TASK TO CARRY OUT:
Lift every line from the entries that includes the word "coat".

(Extracted data entries)
---

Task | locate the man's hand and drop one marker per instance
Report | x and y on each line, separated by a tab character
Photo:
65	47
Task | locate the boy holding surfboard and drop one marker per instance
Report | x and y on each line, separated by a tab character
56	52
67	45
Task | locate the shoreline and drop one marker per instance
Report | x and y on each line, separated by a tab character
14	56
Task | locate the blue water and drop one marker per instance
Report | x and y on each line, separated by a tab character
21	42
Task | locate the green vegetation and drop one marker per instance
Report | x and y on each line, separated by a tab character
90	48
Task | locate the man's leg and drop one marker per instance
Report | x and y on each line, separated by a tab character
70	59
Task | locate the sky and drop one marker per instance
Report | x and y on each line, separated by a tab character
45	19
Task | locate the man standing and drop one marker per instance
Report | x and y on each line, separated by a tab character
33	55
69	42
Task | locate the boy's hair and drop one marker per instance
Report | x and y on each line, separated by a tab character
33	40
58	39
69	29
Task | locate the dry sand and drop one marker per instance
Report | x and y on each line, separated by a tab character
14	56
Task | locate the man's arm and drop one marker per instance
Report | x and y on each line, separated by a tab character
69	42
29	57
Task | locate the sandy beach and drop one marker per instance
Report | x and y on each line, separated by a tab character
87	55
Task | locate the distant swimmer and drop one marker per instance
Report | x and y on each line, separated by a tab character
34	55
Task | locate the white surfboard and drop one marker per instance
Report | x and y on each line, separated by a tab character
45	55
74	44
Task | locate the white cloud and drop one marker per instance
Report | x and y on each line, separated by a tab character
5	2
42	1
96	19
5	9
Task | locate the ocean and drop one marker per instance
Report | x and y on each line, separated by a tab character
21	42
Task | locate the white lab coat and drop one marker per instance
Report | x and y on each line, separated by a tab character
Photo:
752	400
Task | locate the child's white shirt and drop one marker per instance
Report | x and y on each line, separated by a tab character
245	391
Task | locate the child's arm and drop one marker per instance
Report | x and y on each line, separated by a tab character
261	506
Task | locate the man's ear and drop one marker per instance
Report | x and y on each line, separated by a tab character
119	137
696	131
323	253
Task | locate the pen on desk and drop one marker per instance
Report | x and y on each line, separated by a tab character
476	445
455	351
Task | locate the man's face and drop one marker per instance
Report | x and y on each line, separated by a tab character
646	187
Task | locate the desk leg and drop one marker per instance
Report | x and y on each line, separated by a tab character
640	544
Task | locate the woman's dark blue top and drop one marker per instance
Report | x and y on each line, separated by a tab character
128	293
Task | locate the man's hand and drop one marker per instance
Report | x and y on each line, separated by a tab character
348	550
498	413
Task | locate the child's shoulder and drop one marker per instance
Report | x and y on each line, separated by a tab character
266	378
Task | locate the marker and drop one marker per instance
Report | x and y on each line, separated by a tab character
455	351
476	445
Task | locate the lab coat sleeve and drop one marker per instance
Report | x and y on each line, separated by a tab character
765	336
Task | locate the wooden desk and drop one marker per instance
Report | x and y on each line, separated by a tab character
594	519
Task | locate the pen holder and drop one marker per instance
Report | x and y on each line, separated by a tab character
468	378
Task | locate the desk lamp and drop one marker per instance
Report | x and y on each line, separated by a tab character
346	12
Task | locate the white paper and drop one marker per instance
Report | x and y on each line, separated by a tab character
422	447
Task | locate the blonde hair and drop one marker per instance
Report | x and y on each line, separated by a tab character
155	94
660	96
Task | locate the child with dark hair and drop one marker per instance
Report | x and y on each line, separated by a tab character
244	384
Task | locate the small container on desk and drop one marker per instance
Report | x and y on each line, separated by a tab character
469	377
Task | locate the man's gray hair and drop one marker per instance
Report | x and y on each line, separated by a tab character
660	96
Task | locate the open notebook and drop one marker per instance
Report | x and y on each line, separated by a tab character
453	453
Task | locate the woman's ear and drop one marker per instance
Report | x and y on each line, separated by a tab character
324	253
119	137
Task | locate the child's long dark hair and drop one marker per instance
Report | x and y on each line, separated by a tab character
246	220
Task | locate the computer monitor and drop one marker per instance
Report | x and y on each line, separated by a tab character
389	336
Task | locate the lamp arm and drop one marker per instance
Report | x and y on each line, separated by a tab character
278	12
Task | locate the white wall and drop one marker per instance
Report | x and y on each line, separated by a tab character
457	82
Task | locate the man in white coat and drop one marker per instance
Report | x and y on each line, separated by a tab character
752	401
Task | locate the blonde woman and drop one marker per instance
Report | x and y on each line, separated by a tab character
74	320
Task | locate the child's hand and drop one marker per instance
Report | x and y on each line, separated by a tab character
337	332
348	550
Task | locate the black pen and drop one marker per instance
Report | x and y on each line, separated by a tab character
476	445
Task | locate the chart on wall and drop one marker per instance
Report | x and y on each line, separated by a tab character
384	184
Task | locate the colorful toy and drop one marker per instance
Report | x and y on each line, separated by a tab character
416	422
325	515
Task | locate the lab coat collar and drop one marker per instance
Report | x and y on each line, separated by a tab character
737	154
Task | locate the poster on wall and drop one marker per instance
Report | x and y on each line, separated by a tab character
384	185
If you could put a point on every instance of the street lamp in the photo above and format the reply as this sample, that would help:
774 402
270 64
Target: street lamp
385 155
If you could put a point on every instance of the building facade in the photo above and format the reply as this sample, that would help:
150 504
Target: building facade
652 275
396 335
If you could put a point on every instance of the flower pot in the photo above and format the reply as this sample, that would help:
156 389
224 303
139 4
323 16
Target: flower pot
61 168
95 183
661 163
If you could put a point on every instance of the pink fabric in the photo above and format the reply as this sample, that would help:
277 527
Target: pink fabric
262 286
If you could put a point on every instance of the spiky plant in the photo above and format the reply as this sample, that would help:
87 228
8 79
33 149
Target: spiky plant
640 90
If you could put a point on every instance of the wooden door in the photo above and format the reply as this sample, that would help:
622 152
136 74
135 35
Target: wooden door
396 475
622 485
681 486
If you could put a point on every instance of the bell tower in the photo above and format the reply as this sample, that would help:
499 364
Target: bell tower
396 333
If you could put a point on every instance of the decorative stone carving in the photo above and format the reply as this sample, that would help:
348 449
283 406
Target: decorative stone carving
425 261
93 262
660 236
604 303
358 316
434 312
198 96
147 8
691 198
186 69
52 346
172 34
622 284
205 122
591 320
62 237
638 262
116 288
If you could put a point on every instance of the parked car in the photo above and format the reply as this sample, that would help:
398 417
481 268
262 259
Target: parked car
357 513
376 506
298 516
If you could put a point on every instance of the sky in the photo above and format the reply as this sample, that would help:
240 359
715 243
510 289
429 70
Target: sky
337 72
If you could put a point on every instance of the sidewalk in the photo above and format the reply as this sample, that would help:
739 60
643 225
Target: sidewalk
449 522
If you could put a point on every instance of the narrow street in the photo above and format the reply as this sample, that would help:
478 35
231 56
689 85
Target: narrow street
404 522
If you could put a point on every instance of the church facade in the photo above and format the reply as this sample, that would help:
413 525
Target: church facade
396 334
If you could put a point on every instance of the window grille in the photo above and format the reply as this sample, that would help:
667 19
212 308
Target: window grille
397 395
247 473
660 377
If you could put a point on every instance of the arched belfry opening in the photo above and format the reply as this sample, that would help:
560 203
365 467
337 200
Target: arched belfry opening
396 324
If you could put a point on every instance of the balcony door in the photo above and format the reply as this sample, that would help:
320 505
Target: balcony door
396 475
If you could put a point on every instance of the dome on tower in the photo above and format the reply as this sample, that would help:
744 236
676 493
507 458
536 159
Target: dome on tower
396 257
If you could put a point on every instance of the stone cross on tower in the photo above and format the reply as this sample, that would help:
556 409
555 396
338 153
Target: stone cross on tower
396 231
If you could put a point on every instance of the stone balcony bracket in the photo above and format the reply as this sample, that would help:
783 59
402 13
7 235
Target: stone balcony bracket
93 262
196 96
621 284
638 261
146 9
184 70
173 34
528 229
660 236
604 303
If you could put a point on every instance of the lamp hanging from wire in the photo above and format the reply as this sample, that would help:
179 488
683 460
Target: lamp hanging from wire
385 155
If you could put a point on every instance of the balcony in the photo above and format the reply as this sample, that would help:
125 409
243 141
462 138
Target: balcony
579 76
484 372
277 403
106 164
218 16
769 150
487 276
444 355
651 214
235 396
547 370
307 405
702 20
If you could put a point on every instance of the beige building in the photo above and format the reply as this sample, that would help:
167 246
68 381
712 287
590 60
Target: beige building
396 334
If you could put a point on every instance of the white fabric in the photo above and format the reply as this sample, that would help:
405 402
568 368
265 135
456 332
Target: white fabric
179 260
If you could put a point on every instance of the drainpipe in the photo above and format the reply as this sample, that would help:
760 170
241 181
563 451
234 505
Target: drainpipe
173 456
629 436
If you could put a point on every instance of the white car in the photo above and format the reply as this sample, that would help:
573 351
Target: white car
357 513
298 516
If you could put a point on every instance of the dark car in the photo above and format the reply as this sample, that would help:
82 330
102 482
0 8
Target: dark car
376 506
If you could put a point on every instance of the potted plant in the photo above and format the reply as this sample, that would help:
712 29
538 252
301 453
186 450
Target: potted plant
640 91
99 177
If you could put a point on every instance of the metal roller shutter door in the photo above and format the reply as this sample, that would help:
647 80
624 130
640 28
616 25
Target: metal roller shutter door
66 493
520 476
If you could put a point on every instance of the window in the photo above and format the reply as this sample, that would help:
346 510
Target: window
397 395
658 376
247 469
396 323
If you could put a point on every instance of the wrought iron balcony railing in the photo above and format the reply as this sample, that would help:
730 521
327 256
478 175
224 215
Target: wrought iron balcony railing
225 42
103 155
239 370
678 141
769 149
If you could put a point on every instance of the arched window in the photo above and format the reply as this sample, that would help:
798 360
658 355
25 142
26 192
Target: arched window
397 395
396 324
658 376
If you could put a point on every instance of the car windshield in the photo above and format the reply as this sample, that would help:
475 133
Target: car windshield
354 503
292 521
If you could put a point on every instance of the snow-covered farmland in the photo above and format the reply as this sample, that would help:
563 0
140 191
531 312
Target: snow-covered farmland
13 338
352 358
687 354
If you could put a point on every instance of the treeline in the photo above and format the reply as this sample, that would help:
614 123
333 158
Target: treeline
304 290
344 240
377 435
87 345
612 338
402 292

---

TASK OUTPUT:
Task | locate the white lab coat and drop one marker per instance
Task | locate the lab coat sleeve and drop one marker per instance
Task | locate the man in white coat and drop one marker per instance
Task | locate the lab coat collar and drop one marker per instance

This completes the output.